**Given task**
Can you pull out every line of the data below that contains the word "white"? Case counts.

**Supplied information**
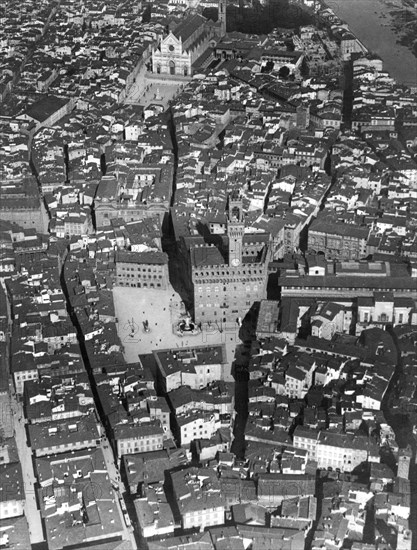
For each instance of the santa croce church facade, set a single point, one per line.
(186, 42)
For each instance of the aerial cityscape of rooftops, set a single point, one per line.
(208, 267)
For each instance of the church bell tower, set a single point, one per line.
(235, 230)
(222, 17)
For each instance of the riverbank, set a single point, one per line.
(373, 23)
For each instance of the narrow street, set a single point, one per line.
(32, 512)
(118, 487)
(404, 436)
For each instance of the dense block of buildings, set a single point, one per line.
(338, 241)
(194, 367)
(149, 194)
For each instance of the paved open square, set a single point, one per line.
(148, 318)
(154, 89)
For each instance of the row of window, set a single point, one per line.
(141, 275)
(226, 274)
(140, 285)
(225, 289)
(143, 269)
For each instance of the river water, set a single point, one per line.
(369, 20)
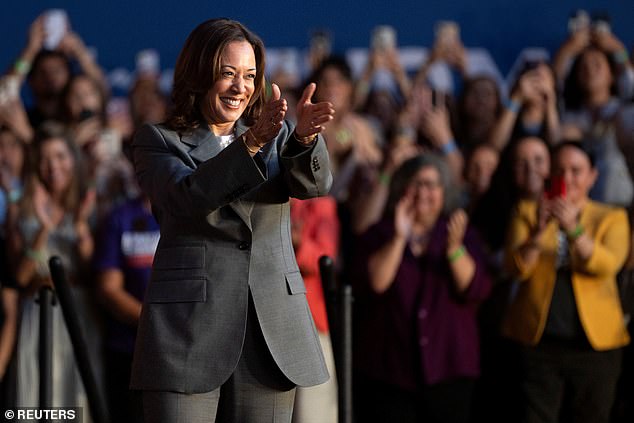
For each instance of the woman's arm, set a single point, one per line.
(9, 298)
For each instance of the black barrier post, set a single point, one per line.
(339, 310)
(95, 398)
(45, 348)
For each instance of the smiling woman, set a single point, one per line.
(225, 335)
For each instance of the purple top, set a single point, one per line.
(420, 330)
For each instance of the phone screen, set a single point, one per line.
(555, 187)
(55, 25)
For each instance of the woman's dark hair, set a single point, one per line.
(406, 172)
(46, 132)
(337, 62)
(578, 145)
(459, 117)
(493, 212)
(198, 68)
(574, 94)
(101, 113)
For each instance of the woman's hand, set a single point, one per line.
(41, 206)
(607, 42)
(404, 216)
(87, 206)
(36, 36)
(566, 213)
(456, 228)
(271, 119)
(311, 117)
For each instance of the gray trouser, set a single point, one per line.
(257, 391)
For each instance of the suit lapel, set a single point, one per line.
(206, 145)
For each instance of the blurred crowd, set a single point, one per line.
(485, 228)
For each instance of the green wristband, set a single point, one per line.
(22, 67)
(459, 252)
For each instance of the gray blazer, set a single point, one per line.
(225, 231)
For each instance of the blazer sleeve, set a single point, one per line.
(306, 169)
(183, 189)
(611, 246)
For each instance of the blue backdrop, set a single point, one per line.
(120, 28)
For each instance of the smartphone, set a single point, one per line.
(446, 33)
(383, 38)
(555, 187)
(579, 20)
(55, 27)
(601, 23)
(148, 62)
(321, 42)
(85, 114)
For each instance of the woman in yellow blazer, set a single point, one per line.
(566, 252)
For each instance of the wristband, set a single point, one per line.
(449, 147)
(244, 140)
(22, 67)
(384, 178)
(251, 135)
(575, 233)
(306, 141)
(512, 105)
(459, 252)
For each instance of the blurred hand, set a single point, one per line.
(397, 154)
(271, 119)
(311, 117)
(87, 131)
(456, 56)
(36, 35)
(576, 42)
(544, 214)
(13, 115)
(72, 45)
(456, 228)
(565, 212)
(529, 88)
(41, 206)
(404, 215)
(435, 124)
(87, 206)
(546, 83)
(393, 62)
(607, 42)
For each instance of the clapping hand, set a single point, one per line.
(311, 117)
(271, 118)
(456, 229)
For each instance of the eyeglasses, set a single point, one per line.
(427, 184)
--
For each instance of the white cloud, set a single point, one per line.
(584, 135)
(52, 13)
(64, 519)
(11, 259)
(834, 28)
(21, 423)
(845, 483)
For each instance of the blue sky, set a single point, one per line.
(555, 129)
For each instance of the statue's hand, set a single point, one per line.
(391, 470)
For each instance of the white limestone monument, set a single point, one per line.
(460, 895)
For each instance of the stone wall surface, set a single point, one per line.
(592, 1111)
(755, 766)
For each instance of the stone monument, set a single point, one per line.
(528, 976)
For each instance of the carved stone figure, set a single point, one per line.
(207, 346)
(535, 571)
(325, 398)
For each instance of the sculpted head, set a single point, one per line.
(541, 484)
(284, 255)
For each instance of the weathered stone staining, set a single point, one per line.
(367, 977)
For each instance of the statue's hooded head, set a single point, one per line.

**Result of this task**
For each instance of the white cloud, set a single point, one per line.
For each instance of the white limestone monument, set a single point, one per line.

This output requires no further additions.